**DIRECTIONS**
Extract all lines in the data that contain the word "hose".
►
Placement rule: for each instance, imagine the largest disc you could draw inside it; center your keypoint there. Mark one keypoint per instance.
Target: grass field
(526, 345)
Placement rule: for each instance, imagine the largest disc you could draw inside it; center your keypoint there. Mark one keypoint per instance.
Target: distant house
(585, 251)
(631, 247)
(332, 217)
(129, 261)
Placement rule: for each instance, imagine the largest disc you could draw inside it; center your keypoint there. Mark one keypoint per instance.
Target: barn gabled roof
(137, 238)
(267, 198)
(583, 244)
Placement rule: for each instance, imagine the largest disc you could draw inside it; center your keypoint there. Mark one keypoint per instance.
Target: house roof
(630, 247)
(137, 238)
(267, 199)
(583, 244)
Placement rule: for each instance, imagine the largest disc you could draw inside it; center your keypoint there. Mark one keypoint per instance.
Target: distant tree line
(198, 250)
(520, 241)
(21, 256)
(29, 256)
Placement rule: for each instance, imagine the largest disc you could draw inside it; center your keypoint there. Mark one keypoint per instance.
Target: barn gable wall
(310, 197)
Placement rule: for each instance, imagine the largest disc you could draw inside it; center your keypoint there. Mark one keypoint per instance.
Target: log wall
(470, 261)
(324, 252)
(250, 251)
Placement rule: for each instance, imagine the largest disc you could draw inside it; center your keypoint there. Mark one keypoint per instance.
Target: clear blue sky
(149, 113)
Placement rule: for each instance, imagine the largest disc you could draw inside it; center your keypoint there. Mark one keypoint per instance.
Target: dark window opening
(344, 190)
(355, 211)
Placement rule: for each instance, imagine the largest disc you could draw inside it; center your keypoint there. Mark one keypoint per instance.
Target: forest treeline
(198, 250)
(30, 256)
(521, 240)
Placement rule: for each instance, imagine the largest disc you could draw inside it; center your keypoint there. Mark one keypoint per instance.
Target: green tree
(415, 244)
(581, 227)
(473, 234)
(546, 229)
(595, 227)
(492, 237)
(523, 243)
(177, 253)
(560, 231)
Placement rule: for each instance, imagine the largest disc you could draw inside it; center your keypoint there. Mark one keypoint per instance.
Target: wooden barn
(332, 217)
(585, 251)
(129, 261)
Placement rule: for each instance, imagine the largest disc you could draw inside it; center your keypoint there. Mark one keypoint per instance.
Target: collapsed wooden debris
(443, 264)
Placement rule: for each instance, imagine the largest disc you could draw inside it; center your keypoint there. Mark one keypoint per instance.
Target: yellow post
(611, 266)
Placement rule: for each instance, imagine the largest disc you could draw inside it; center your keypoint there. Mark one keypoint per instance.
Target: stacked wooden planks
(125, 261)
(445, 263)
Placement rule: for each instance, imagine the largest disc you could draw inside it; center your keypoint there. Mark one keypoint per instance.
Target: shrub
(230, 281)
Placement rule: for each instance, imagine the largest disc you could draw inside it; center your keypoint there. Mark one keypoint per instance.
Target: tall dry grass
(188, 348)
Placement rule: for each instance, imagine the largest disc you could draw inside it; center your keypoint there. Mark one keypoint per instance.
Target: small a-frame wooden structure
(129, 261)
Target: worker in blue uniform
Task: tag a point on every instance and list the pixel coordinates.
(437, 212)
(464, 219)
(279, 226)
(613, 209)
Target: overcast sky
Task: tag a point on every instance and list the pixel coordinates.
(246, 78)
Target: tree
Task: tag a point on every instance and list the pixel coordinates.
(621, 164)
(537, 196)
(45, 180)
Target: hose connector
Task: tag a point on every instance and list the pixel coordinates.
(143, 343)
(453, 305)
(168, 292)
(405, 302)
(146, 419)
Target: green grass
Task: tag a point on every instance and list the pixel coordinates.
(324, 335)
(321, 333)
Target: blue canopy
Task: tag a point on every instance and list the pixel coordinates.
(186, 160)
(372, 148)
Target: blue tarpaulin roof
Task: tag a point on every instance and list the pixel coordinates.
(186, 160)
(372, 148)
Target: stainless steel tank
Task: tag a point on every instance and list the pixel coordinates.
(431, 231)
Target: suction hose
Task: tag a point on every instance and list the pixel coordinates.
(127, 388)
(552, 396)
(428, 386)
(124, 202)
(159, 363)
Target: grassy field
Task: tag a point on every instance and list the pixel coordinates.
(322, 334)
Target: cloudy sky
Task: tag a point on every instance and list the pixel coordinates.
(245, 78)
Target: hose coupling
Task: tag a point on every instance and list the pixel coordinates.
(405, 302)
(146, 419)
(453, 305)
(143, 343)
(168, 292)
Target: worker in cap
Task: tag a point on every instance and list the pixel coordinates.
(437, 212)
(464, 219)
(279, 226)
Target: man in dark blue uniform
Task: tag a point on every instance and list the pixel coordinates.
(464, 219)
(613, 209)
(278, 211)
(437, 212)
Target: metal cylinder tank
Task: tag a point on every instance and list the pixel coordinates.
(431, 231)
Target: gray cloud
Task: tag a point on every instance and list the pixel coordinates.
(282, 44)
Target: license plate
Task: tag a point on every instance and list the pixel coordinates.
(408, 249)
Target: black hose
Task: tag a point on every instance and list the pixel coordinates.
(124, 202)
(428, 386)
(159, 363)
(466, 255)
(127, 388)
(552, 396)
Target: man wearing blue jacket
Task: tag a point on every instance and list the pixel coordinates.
◄
**OUTPUT FOR THIS TASK**
Target: hose connector
Target: suction hose
Target: hose coupling
Target: black hose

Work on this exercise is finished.